Instructions to follow: All pictures are to be dropped, and the remaining data set down exactly.

[Referring expression data]
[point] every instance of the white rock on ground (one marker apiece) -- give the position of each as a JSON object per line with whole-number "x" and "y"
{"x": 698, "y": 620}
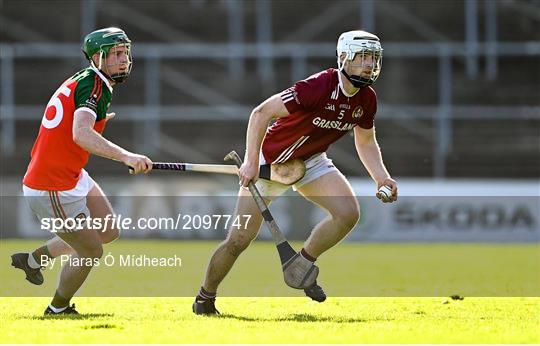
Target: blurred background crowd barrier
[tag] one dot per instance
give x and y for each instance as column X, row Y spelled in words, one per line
column 459, row 92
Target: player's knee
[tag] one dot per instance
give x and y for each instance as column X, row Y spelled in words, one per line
column 94, row 251
column 110, row 235
column 238, row 243
column 347, row 217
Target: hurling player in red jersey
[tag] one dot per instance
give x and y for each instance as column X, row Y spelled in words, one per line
column 56, row 186
column 310, row 116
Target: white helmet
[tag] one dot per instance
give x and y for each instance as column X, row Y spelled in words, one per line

Written answer:
[point] every instance of the white rock on ground (one marker apiece) -- give the position of each as a JSON object per line with whole-number "x" and "y"
{"x": 698, "y": 620}
Target: blurred background crowd barrier
[tag] one dot per instance
give x and y for each instance as column X, row Y spelled in words, one per line
column 459, row 92
Target: player's knee
[tag] one dot per instance
give x and y for each instance as column X, row Y spelled in words, one per line
column 94, row 251
column 110, row 235
column 238, row 243
column 347, row 217
Target: hurling player in red jersey
[tag] one dot per instance
give x and y for each instance as column X, row Y spelled in words, one per line
column 56, row 186
column 310, row 116
Target: white helmet
[tag] one dot per instance
give x and y for each instance as column X, row Y spelled in words, one per line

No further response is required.